**EXERCISE AIM**.
All records must be quoted exactly. Omit the pictures.

— begin GIVEN DATA —

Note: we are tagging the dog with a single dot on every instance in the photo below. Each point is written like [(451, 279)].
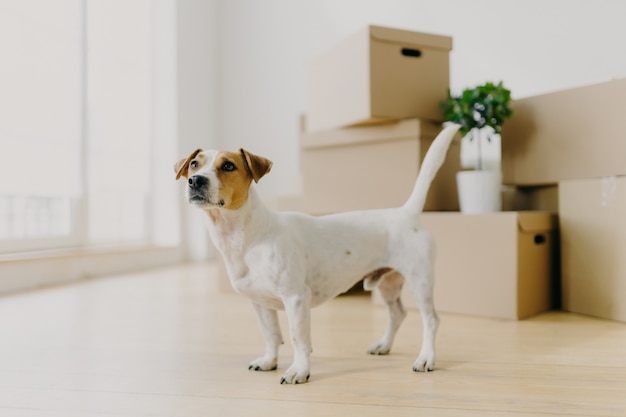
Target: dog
[(293, 261)]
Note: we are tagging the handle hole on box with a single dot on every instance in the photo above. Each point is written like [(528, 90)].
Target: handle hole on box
[(410, 52)]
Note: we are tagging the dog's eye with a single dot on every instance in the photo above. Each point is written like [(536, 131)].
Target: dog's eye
[(228, 166)]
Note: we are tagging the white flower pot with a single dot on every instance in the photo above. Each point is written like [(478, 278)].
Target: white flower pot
[(479, 191)]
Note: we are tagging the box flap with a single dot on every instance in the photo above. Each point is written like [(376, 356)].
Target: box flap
[(409, 128), (536, 221), (409, 37)]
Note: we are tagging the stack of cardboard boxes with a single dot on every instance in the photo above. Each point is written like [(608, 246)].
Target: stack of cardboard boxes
[(373, 111), (372, 115), (573, 142)]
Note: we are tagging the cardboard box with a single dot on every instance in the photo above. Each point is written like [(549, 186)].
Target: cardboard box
[(501, 265), (379, 74), (542, 198), (567, 135), (372, 167), (593, 258)]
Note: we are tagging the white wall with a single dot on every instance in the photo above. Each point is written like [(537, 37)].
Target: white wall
[(264, 48), (196, 98)]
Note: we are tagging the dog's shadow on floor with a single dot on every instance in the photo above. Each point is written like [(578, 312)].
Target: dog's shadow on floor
[(323, 369)]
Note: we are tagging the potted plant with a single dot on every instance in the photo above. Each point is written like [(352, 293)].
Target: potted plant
[(480, 111)]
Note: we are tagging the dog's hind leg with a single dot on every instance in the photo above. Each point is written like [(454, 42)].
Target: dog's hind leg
[(423, 293), (270, 328), (389, 284)]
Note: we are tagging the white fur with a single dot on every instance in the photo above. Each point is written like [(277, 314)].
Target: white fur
[(293, 261)]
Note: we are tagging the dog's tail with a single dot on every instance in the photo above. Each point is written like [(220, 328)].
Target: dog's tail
[(432, 162)]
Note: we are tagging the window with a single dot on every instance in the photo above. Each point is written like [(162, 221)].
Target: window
[(79, 136)]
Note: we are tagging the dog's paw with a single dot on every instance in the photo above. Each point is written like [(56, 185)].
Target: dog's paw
[(379, 348), (424, 364), (263, 364), (295, 376)]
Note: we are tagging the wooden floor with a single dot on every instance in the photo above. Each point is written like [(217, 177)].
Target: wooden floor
[(167, 343)]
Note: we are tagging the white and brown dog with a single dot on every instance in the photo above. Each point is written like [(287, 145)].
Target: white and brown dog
[(293, 261)]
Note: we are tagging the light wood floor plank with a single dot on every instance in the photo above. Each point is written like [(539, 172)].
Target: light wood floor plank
[(167, 343)]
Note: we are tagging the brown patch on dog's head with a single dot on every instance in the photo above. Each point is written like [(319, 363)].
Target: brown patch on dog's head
[(235, 172), (182, 167)]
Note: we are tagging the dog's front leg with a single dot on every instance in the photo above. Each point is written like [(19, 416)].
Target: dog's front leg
[(298, 308), (270, 328)]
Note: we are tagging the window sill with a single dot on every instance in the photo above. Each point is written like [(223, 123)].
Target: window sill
[(30, 270)]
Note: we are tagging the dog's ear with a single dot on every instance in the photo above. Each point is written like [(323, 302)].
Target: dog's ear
[(257, 165), (181, 168)]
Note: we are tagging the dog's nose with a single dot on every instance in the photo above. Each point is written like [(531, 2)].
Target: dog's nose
[(197, 181)]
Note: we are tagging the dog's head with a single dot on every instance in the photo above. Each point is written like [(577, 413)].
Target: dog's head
[(220, 178)]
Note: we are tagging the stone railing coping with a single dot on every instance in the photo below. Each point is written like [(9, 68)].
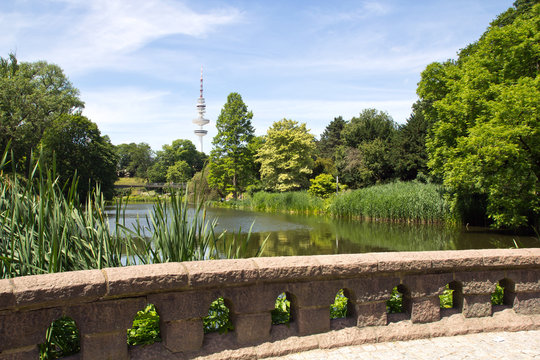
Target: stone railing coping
[(85, 286)]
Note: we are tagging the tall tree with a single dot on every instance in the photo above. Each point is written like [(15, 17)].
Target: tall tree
[(365, 158), (134, 159), (485, 140), (231, 160), (32, 95), (409, 145), (78, 149), (286, 156), (179, 150), (331, 138)]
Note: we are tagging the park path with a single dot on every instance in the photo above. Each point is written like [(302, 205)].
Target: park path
[(521, 345)]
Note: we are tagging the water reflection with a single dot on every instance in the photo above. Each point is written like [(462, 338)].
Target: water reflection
[(315, 235)]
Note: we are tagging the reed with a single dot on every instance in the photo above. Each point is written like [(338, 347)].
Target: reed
[(399, 201), (298, 202), (44, 228)]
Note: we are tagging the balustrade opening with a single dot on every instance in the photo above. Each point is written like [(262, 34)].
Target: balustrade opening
[(282, 312), (145, 328), (62, 338), (218, 319)]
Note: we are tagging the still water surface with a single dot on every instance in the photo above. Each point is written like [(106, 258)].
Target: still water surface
[(316, 235)]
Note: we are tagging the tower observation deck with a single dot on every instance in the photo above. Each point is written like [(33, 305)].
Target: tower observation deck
[(200, 120)]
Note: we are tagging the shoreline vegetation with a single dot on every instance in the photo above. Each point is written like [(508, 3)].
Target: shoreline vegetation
[(410, 202)]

— end GIVEN DATA —

**CORRECT RESPONSE**.
Note: we are tagging the dog with a single dot on every instance in the photo below. Each point is written like [(451, 279)].
Target: dog
[(293, 261)]
Note: we are tagging the handle hole on box with a single dot on every instance in the photo above. Each point is written like [(528, 90)].
Target: handle hole on box
[(410, 52)]
Note: we are tagging the dog's eye with a single dot on every instance in the photo above. Each point is written like [(536, 131)].
Target: dog's eye
[(228, 166)]
Note: we are tagging the white flower pot with a single dot on every instance in the photo above. Each point is written like [(478, 278)].
Target: white flower pot
[(479, 191)]
Note: we are tagging the box flap with a single dot on every instance in the photo above. Each point is written like [(376, 356)].
Target: box flap
[(409, 128), (536, 221), (409, 37)]
Note: we are tagging the stack of cardboard boxes with a single dot on every instance in the photo above. Each point is written like [(608, 246)].
Target: stack of cardboard boxes
[(373, 111), (372, 115), (573, 142)]
Note: we are tagging the cardboard box with a single dot on every instance in the photo above. Each point is written like [(549, 186)].
Target: cardboard box
[(501, 265), (379, 74), (542, 198), (567, 135), (372, 167), (593, 258)]
Note: we are tagging the white wall with a single dot on every instance in the photo above. Each point is written like [(537, 37)].
Target: white wall
[(264, 48), (196, 98)]
Note: we are tagging the dog's shadow on floor with a single dot on every instance in the photo above. Each point is written like [(578, 312)].
Target: dog's shadow on floor
[(323, 369)]
Note: we are tagging the potted plant with a single dot on every instance in the photo above. Each point is written like [(352, 293)].
Target: potted plant
[(480, 111)]
Note: we are tagging the dog's hind leg with a single dot on every instance in the photo above. Each point is written like [(454, 42)].
Target: dog's hind leg
[(423, 293), (270, 328), (389, 284)]
Note: we are tagging the white fur with a single dot on every instance in the photo above. Each point is written like [(277, 314)].
Target: white fur
[(293, 261)]
Note: we are tagging the dog's tail with a single dot on every instance in the photo above. Each point is written like [(220, 328)].
Target: dog's tail
[(432, 162)]
Note: we are tagging the window with a single dot on every instance in the photo above. Each point is written like [(162, 221)].
Target: window
[(79, 136)]
Note: we are tagging the dog's paw with a single dot on every instance in the photo above. Each point is written like [(56, 185)].
Target: dog's paw
[(379, 348), (424, 364), (263, 364), (295, 376)]
Note: we are tagging the wooden floor with a single dot on every instance in the photo above. Each point is written like [(217, 177)].
Target: wooden floor
[(167, 343)]
Note: we are tagging the white and brown dog with a single dot on every instance in the photo above. Each point is written like [(287, 145)].
Target: white and brown dog
[(293, 261)]
Note: we are tagging the light wood floor plank with a single dot on every instance in the photo above. Each point is written like [(539, 172)].
Target: light wood floor plank
[(167, 343)]
Note: we are tagging the brown patch on dog's head with a single dot on every instance in the photo above. Each point is written like [(319, 363)].
Target: brown patch on dog's head
[(235, 172), (182, 167)]
Note: we are tagging the dog's front leg with a single dot on every instance in the photo above. Each point is written like [(19, 416)].
Target: dog's front leg
[(298, 308), (270, 328)]
Note: we are tagging the window sill with a single dot on every instance in the photo above. Each point is written like [(223, 123)].
Target: window sill
[(30, 270)]
Note: we are tagging the dog's ear with a single dot on every instance in the photo above. Each point is written like [(323, 302)].
Target: dog's ear
[(257, 165), (181, 168)]
Note: we are tagging the dog's nose with a single dot on every instance in the photo above. Each point is written like [(531, 2)].
Target: dog's nose
[(197, 181)]
Note: we are tagging the dog's head with a single dot on every instance in the photo above. Each point is written like [(577, 413)].
Target: dog's head
[(220, 178)]
Note: we are tagging the stone railing coping with a single dot on every instance in the photo below. Each point is written like [(9, 68)].
Target: stone railing coping
[(85, 286)]
Note: we are tagging the tall tree with a single dot on every instance in the photo above. Each point is written like [(15, 17)].
Target: tall tree
[(365, 158), (134, 159), (485, 140), (231, 160), (32, 95), (409, 145), (78, 149), (286, 156), (179, 150), (331, 138)]
Note: we are tagging the park path with a single dot on every instance in the photo above. Each point is written like [(302, 205)].
Target: park path
[(521, 345)]
Note: we are tagging the water reflection with a single dot on every instance in the photo above. Each point is written like [(462, 338)].
Target: water reflection
[(315, 235)]
Note: we are tagging the reed with a single dot on every instance in the photo above. Each point is written like [(338, 347)].
Target: reed
[(399, 201), (298, 202), (44, 228)]
Note: we are tagging the balustrade opening with a single dot on every instance in the photo above. Each point is written like [(262, 34)].
Target: balustrade opening
[(282, 312), (145, 328), (62, 338), (218, 319)]
Note: we are tagging the still water surface with a single dot on every instance in the photo above. Each point is written like [(106, 258)].
Target: still water surface
[(316, 235)]
Note: we are tagging the tower observation deck with a single dot on every instance in the photo above. Each point is written like [(33, 305)].
Target: tower observation deck
[(200, 120)]
Note: we are tagging the shoreline vegetation with a single dot on every instance in the photo above. Each point is written like [(508, 3)].
Target: shoreline vegetation
[(410, 202)]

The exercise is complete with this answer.